* **Prompt**:
Can you return, unchanged, the lines from the one that contains "of the treeline" to the last line, with the pictures left out?
Start of Data listing
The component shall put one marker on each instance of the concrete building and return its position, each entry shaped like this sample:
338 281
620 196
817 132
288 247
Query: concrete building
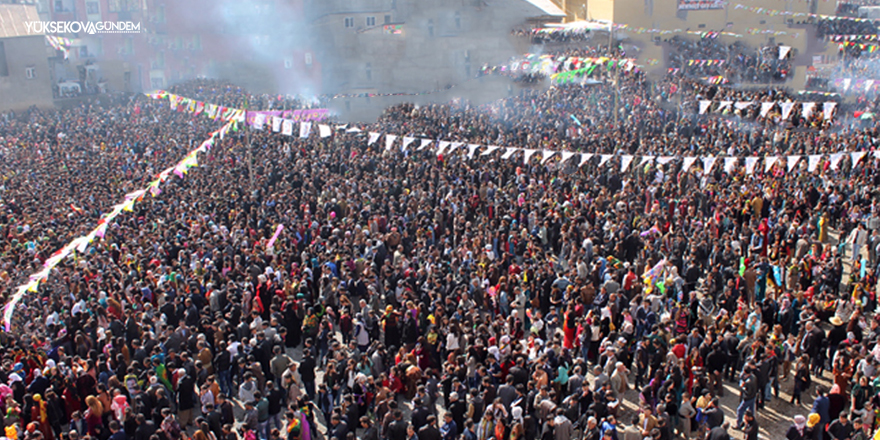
409 46
25 79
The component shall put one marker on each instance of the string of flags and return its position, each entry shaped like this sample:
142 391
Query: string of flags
80 245
775 12
786 108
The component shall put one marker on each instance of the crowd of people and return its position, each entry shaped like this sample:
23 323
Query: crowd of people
412 296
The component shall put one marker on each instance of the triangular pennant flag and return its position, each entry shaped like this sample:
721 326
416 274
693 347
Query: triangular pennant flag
768 162
792 162
625 160
406 141
730 164
813 162
751 161
259 121
472 149
807 109
324 130
856 156
708 163
828 109
585 157
704 105
373 138
389 141
286 127
786 109
305 129
835 160
441 146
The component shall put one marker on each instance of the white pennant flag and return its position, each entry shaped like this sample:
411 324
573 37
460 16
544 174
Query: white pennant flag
807 109
704 105
783 51
708 163
287 127
768 162
792 162
828 109
489 150
373 138
835 160
259 121
305 129
389 141
625 160
441 146
751 161
787 107
856 156
729 164
813 162
406 141
585 157
472 149
324 130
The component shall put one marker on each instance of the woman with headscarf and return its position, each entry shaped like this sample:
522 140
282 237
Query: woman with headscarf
797 430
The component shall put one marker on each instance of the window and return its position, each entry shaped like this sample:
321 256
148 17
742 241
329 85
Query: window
4 68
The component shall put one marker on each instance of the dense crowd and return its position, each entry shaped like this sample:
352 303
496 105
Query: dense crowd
412 296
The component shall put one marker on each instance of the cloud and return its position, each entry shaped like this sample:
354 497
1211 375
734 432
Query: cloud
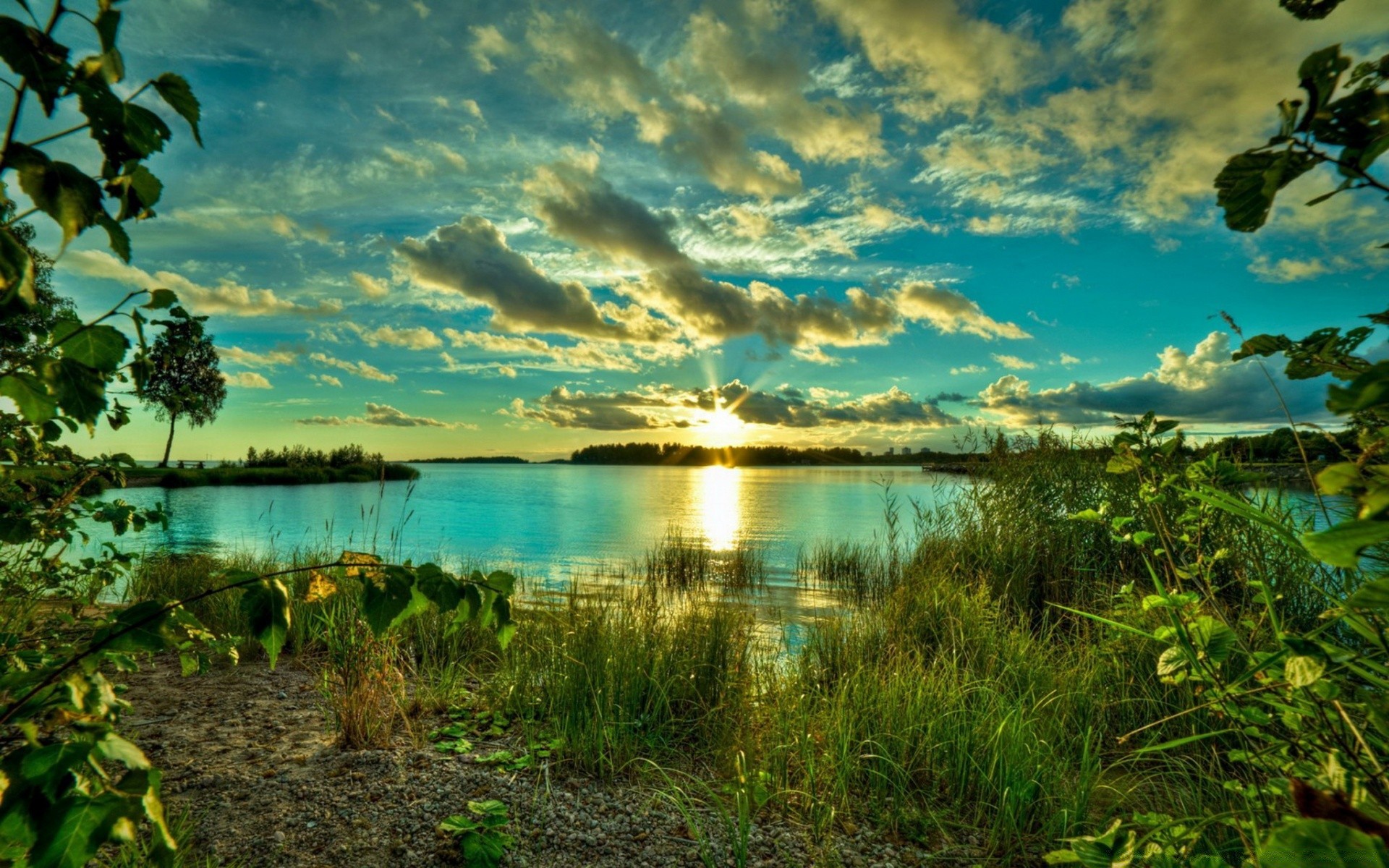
417 338
270 359
370 286
952 312
582 356
359 368
608 80
226 297
471 259
655 407
579 206
488 43
770 84
1013 363
1199 386
382 416
943 59
246 380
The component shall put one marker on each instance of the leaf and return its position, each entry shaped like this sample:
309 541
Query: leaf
320 588
30 395
96 346
1320 74
36 57
80 389
1248 184
59 190
160 299
385 597
266 608
72 830
1324 843
1303 671
116 235
175 92
438 587
1341 545
16 271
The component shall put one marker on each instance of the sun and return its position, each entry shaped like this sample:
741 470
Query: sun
723 422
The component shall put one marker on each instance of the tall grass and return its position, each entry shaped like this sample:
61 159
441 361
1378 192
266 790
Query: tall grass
951 697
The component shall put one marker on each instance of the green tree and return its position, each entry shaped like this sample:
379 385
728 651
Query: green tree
185 381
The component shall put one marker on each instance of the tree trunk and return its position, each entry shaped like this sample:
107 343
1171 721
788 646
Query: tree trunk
170 445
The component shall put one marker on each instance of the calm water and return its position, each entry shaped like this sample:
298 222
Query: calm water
549 522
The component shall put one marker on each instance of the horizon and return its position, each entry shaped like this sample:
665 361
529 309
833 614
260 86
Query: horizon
729 221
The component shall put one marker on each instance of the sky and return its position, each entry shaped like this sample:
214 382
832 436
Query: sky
520 228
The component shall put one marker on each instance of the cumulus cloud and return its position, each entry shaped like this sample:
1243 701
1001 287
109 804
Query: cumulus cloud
359 368
655 407
579 206
471 259
417 338
582 356
382 416
1014 363
226 297
606 78
246 380
370 286
270 359
945 59
1199 386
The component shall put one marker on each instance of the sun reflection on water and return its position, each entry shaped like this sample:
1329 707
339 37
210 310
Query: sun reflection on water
720 495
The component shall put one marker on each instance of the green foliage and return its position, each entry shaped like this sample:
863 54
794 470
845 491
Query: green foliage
480 833
185 380
1351 116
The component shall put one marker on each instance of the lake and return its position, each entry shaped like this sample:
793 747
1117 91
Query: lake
551 522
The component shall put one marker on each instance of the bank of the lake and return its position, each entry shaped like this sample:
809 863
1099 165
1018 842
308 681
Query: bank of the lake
231 474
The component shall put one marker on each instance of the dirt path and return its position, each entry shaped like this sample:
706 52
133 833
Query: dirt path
246 750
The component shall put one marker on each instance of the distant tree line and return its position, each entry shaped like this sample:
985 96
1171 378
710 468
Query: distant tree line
303 456
741 456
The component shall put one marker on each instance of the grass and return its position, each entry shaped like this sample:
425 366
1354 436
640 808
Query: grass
182 478
951 699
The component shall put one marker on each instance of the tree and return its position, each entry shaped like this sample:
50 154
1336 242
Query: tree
185 380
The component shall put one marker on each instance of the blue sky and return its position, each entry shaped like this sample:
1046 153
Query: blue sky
470 228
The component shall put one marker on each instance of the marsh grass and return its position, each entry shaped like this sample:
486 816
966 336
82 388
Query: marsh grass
949 699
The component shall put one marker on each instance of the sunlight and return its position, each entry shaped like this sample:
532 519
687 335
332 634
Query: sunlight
720 495
723 425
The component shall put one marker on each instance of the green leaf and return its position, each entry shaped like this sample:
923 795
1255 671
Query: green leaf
72 830
266 606
59 190
175 92
1320 74
36 57
1322 843
1248 184
80 389
117 237
386 593
1303 671
438 587
96 346
160 299
30 395
1341 545
16 271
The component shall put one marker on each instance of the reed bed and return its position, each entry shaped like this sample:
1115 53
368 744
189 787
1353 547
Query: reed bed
949 699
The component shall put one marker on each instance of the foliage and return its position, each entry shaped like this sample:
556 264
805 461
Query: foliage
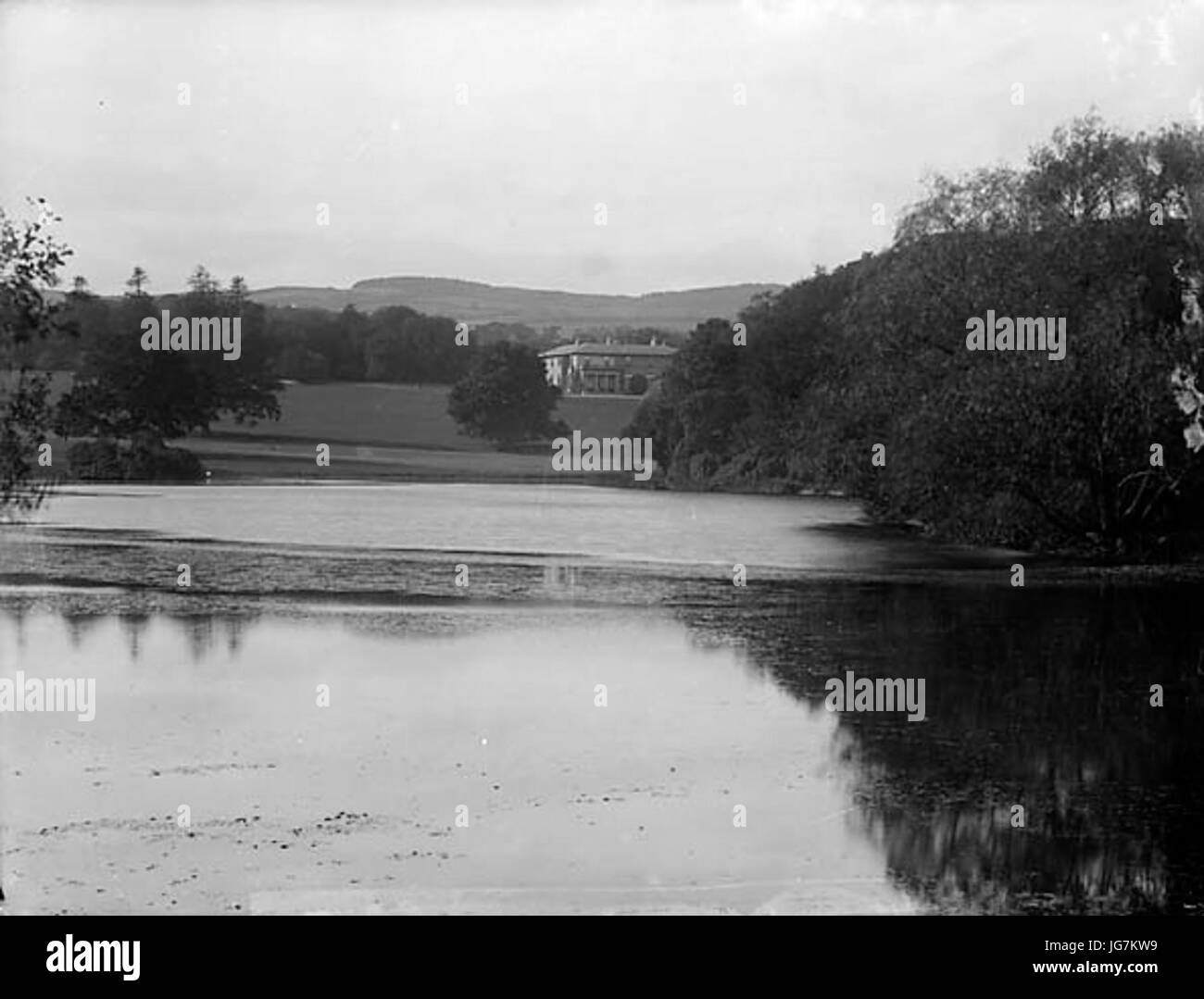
1100 229
505 396
29 263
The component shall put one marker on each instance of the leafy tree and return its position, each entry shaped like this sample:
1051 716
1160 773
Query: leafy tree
136 281
151 396
29 263
505 396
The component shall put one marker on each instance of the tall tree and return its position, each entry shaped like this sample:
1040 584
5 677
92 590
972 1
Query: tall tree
136 280
505 396
29 263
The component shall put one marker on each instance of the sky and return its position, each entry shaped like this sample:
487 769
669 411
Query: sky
617 147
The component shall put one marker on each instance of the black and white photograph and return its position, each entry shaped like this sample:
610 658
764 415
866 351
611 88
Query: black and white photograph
574 458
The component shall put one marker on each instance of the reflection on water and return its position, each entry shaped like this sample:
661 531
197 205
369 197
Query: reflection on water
1035 697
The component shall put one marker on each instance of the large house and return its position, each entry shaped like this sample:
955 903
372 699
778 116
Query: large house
605 368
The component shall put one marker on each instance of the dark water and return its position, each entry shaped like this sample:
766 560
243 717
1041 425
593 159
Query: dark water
1036 697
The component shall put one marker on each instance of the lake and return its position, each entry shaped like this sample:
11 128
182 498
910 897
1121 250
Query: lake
555 698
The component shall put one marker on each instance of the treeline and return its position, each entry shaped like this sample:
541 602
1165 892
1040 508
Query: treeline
1102 229
392 344
308 344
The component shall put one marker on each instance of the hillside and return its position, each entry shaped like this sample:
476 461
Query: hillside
474 302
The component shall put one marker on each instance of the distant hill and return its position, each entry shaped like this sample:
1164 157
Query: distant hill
474 302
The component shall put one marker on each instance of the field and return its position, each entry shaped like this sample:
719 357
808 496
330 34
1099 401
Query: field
406 416
386 431
377 431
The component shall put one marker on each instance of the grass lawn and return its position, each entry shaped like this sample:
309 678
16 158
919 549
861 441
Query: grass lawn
380 431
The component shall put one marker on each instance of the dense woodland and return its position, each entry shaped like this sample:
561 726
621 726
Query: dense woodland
1096 450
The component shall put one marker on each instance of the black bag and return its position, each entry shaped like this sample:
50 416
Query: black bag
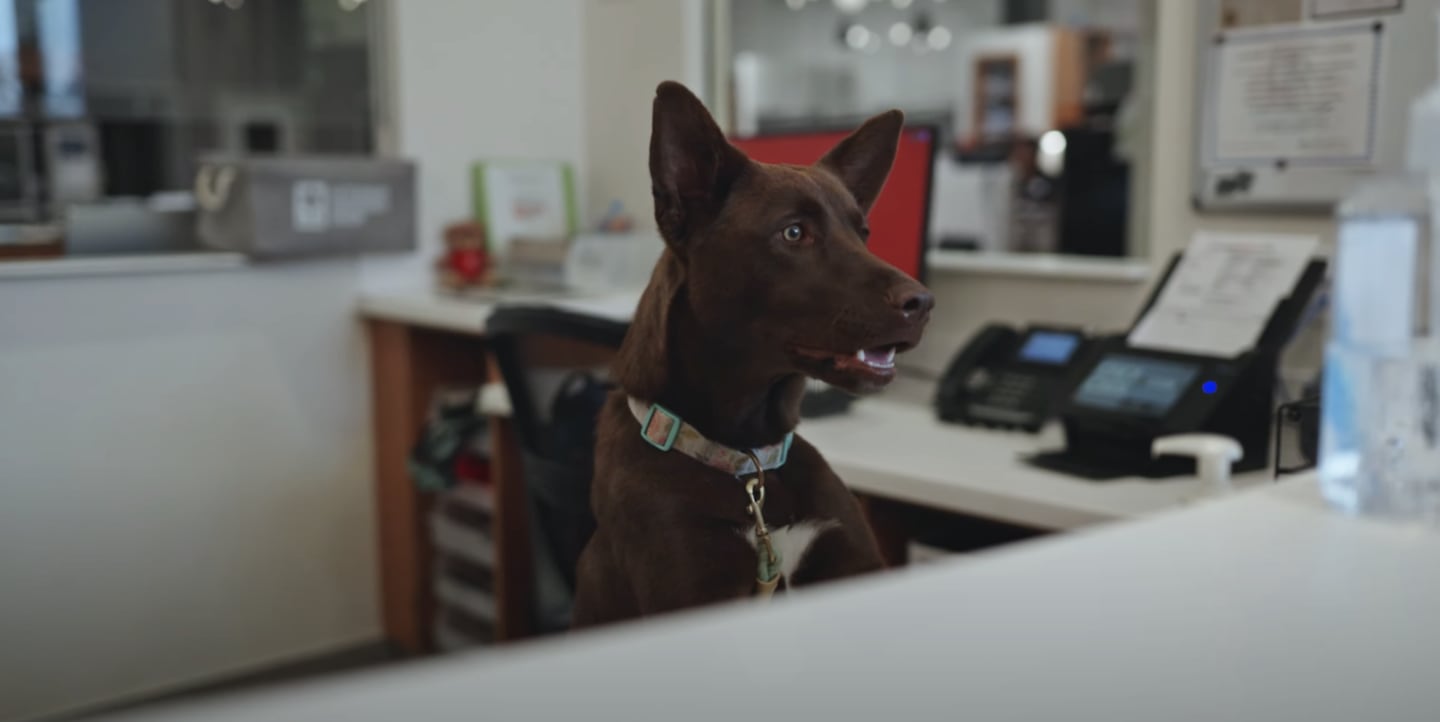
559 480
End of Data listing
* **Output**:
The component shall put one marker on each instance of the treeline and return its position, each entry shaped like this sample:
541 602
1165 892
1040 508
Query: treeline
1102 229
392 344
308 344
The component shall put one marker on each instance of the hillside and return its position, each entry shaped like this sample:
476 461
Query: hillside
474 302
The component shall put one marker on each instance of the distant hill and return its position, each entry shaped like this sample:
1164 157
Query: distant hill
474 302
The component shall put one marker on each instance of the field and return its position, each entry shaped like this sample:
719 357
808 496
330 34
1099 401
Query: field
406 416
386 431
377 431
The component shall put one marker on each instance of the grass lawn and return its position, each entry shaped like this sample:
309 678
16 158
919 549
861 441
Query: grass lawn
380 431
The component shall put one marker on each instance of the dense woodland and return its position, each entry shaped like this sample:
561 726
621 726
Query: dense woodland
1096 450
The component shall put one marker on each instance of the black bag and return its position, each entry shaped like this sample:
50 416
Query: black bag
559 480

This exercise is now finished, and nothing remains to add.